_CONSIGNE 1_: Relève chaque ligne des enregistrements qui contient la chaîne « window », en tenant compte de la casse.

_DOCUMENT SOURCE_:

■ ■ ■ ■ ■

La démocratie libérale libère le commerce et l'intérieur des individus fédérés en nations et en identités de masse. Cette liberté s'amenuise en tant que puissance à mesure que les marges de manœuvre se réduisent. L'interdépendance économique et l'absence d'alternatives matérielles et psycho-sociales crédibles – le capitalisme est subparadoxal, donc impossible à nier – interdisent tout essai de mode de vie différent. C'est dire que, à quelque niveau que ce soit, il n'y a pas de négation, d'abolition du capital, il n'y a que des en-dehors plus ou moins habitables. On pourrait définir le capitalisme non comme le processus permanent de refoulement d'une négation mais plutôt comme l'ensemble des procédés qui évitent l'avènement d'alternatives. Les syndicats, les associations politiques ou artistiques, les groupes terroristes fonctionnent comme des pseudo-oppositions (on sait que la négation est impossible), comme le spectacle captieux de la négation, internes au capitalisme. Les désirs, les aspirations, les représentations du sujet eux-mêmes deviennent des aspects internes du capitalisme – éventuellement enveloppés dans le spectacle de la pseudo-opposition. C'est dire que le désir de révolte lui-même est sous-tendu par une logique économique quantitative d'accumulation. La liberté de s'associer de s'exprimer voire d'agir devient un simple luxe décoratif quand la négativité est devenue impossible.

L'opposition devient un rouage de la machine économique, elle met en scène l'image du sens ou du désir et ce faisant, elle remplit l'absence de sens et de désir de leur image. La gauche, la droite (complexée ou non, pour reprendre l'heureuse formule de Lordon), les écolos, les nationalistes, les gauchistes, les religieux s'opposent au nom de l'efficacité et de la gestion économique et, ce faisant, légitiment le principe de gestion économique. Même le nihilisme appert comme une force intrinsèque du système : les no future vivent un individualisme forcené et une utilisation des ressources à court terme, empruntant la même sente que les traders sans foi ni loi.

■ ■ ■ ■ ■

_DONNÉES D'ENTRÉE_:
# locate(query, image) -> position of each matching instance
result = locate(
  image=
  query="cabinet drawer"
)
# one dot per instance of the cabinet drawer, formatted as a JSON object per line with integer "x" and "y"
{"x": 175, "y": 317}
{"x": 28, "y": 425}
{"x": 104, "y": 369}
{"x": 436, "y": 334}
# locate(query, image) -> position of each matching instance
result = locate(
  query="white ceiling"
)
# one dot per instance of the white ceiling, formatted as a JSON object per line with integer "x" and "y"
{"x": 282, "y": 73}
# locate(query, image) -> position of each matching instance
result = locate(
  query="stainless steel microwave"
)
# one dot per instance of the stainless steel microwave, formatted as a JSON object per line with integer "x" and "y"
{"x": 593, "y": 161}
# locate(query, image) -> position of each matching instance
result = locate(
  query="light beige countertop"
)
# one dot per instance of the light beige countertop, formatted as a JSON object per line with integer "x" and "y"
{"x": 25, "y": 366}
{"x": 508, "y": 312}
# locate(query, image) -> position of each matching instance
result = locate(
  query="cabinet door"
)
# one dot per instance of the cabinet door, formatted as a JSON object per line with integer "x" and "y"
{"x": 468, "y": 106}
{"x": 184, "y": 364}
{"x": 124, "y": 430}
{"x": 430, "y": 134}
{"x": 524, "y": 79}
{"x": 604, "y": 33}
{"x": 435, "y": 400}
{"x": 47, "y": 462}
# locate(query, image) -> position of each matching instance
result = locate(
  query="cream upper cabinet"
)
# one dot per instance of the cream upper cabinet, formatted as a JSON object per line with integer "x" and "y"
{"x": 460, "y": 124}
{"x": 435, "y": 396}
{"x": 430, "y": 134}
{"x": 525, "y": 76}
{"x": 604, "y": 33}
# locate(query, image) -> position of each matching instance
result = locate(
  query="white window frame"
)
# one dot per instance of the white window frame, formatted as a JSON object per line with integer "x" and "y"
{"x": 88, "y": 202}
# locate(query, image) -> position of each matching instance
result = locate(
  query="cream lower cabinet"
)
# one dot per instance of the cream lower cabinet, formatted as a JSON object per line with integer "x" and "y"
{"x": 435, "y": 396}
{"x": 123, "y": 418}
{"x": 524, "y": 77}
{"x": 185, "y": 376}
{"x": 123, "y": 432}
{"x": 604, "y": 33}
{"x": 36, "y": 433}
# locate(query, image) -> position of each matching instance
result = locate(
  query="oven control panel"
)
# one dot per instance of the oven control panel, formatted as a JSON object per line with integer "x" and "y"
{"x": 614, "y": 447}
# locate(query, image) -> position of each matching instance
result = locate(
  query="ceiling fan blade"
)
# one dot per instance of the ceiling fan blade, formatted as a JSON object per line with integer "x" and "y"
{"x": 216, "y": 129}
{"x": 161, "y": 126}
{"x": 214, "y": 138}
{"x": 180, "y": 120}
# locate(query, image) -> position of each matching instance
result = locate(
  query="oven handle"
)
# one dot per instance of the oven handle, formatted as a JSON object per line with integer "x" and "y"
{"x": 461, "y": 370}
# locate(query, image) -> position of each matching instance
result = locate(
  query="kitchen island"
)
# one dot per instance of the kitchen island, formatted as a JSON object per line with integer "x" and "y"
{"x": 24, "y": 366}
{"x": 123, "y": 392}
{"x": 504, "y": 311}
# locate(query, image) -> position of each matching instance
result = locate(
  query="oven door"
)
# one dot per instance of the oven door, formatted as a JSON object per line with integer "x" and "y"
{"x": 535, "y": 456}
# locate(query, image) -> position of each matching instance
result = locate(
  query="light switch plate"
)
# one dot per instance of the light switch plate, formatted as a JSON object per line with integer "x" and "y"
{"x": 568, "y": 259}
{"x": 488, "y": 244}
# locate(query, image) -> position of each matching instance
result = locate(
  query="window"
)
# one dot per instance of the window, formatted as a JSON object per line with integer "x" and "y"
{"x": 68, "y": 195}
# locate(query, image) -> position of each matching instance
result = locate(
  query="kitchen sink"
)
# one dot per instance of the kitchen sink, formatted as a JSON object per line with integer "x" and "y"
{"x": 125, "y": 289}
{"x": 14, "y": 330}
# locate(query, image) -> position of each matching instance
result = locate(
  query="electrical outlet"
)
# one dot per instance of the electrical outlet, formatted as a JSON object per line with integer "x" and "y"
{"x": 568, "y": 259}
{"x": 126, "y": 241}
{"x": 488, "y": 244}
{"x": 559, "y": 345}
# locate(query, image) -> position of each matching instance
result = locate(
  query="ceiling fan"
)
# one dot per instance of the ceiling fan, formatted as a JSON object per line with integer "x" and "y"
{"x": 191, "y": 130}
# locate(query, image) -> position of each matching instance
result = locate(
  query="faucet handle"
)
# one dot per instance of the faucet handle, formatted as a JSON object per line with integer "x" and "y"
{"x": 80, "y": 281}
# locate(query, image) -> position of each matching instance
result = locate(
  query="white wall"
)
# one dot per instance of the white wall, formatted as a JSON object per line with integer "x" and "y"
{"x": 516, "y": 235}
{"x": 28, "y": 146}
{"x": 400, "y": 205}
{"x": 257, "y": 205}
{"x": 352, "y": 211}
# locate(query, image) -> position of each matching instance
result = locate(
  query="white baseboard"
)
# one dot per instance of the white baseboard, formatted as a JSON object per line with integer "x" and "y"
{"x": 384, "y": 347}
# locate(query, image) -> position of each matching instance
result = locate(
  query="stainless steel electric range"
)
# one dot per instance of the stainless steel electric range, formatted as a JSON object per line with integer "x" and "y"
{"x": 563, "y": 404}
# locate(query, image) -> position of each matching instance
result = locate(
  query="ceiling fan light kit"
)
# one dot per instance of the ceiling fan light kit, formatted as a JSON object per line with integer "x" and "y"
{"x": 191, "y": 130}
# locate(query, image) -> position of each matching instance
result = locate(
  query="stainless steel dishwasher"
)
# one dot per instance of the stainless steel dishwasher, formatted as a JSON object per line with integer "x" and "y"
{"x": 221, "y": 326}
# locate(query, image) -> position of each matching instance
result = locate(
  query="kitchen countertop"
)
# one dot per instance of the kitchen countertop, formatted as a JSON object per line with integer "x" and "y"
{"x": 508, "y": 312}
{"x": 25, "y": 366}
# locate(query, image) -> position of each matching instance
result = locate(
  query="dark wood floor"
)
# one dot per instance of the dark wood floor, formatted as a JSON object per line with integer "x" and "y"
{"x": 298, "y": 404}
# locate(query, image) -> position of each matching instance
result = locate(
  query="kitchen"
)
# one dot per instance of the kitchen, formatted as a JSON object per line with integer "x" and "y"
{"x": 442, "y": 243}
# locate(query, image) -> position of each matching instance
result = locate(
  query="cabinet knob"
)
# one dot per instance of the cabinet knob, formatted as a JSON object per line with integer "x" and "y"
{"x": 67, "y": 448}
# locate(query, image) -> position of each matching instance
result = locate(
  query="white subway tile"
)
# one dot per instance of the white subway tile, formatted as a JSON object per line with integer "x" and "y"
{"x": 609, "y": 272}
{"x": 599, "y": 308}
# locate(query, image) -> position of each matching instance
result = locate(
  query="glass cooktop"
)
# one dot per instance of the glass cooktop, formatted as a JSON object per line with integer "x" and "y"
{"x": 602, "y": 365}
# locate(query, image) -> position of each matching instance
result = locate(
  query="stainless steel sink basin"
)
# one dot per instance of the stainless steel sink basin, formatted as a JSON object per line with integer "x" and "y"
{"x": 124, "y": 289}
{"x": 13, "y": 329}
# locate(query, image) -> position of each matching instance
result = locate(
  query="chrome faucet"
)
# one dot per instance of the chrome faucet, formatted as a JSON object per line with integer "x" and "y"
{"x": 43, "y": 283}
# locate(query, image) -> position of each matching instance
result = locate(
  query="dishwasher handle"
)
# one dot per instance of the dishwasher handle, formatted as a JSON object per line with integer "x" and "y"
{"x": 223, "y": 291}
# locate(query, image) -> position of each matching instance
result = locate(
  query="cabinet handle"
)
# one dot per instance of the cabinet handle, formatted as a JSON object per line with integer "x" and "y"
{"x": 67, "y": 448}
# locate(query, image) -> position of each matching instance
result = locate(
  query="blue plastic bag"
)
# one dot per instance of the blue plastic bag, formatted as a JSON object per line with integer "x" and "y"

■ ■ ■ ■ ■

_CONSIGNE 2_: Traduis en anglais cette phrase du document source : « Cette liberté s'amenuise en tant que puissance à mesure que les marges de manœuvre se réduisent. »

_RÉSULTAT 1_:
  query="white window frame"
# one dot per instance of the white window frame, formatted as a JSON object per line with integer "x" and "y"
  query="window"
# one dot per instance of the window, formatted as a JSON object per line with integer "x" and "y"

_RÉSULTAT 2_: This freedom dwindles as a power as the room for maneuver shrinks.